Entries from a dataset:

========================================================================

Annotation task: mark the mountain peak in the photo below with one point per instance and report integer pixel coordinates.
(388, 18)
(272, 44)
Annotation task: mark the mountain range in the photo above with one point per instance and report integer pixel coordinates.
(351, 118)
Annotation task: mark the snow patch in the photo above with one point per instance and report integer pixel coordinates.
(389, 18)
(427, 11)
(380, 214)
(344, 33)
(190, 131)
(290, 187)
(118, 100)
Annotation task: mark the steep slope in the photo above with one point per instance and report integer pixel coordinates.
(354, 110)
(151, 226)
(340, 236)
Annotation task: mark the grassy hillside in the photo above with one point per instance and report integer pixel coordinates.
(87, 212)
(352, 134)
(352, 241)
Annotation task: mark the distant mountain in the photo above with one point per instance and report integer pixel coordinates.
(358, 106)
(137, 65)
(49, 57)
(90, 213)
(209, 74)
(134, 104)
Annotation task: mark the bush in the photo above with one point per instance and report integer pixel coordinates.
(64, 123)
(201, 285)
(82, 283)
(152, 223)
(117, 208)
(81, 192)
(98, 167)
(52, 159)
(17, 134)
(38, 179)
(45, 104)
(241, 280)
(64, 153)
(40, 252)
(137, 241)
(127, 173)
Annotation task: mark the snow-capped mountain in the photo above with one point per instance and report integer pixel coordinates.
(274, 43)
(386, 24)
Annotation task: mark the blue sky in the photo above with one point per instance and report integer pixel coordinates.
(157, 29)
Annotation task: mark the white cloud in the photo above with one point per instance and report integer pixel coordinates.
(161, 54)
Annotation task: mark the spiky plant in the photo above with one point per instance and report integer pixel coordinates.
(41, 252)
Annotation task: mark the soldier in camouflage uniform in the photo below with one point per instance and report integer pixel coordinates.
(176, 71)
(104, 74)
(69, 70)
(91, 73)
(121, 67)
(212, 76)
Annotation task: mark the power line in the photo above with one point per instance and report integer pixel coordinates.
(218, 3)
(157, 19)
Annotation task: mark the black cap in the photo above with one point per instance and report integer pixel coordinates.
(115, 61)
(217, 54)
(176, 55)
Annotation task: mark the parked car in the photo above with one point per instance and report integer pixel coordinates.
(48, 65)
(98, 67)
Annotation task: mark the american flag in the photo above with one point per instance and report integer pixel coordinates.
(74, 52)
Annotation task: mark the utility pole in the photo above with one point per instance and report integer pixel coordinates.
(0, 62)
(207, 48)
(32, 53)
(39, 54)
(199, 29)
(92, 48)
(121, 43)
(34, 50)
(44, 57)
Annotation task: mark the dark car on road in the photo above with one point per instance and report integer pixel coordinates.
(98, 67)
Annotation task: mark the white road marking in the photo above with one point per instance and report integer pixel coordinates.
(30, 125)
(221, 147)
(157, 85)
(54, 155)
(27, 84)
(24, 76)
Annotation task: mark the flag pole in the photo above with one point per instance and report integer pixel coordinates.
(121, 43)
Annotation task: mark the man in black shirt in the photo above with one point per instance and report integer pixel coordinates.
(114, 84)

========================================================================

WHAT IS EXPECTED:
Transcribe every line of the listing above word for word, without any alteration.

COMPLETED TASK:
Annotation task: mark the mountain peak in the photo below with one point per instance and report integer pixel coordinates.
(388, 18)
(272, 44)
Annotation task: mark the mountain range in the photo above with one point per instance and report integer pixel coordinates.
(351, 118)
Annotation task: mark the snow patch in the photo above with one point per instance and report integer pixel coordinates.
(389, 18)
(427, 11)
(380, 214)
(344, 33)
(190, 131)
(290, 187)
(118, 100)
Annotation task: mark the steep slope in the photo above with one point per instance and report integer pixel coordinates.
(354, 110)
(151, 226)
(340, 236)
Annotation task: mark the grassy hillside in the photo above with one point per instance and report integer pixel coordinates.
(87, 212)
(352, 134)
(352, 241)
Annotation task: mark the distant mountain in the photo above with one point per instance and report integer pixel coordinates.
(358, 106)
(137, 65)
(49, 57)
(90, 213)
(209, 74)
(134, 104)
Annotation task: mark the bush in the photo above with one point per instance and report integer pixel coordinates.
(64, 123)
(201, 285)
(82, 283)
(152, 223)
(117, 208)
(81, 192)
(98, 167)
(52, 159)
(17, 134)
(38, 179)
(45, 104)
(241, 280)
(64, 153)
(40, 252)
(137, 241)
(127, 173)
Annotation task: mark the snow-capped mountain in the photo above with one point per instance and report integer pixel coordinates.
(274, 43)
(386, 24)
Annotation task: mark the blue sky in the photo above with one point per instance and report integer pixel coordinates.
(157, 29)
Annotation task: mark the white cloud in the photo above with one point per instance and report integer pixel coordinates.
(161, 54)
Annotation task: mark the spiky plant in the photo above with one point per instance and report integer pixel coordinates.
(41, 252)
Annotation task: mark the soldier in camouflage uniform in the photo below with one point per instance and report integer pixel coordinates.
(176, 71)
(104, 74)
(69, 70)
(91, 73)
(121, 67)
(212, 76)
Annotation task: mark the power line in the photo above with one point per instance and report integer pixel coordinates.
(218, 3)
(157, 19)
Annotation task: mark the black cap in the photo above with one point per instance and report integer pixel coordinates.
(115, 61)
(217, 54)
(176, 55)
Annotation task: mark the parked car in the photo above with one point per instance and report integer pixel coordinates.
(48, 65)
(98, 67)
Annotation task: mark the american flag in the photo above with one point per instance and report integer pixel coordinates.
(74, 52)
Annotation task: mark the utility pole in the photo above with one point per instance and report integer pixel coordinates.
(0, 62)
(207, 48)
(32, 53)
(39, 54)
(199, 29)
(92, 48)
(121, 43)
(34, 50)
(44, 57)
Annotation task: mark the dark car on road in the photo above with one point per instance and report integer pixel coordinates.
(98, 67)
Annotation task: mark the white road marking in the photo above with one point per instance and report integer pixel coordinates.
(30, 125)
(221, 147)
(157, 85)
(54, 155)
(27, 84)
(24, 76)
Annotation task: mark the flag pole in the photo above with one point per instance and report integer pixel coordinates.
(121, 43)
Annotation task: mark the man in black shirt in the photo above with one point per instance and report integer pixel coordinates.
(114, 84)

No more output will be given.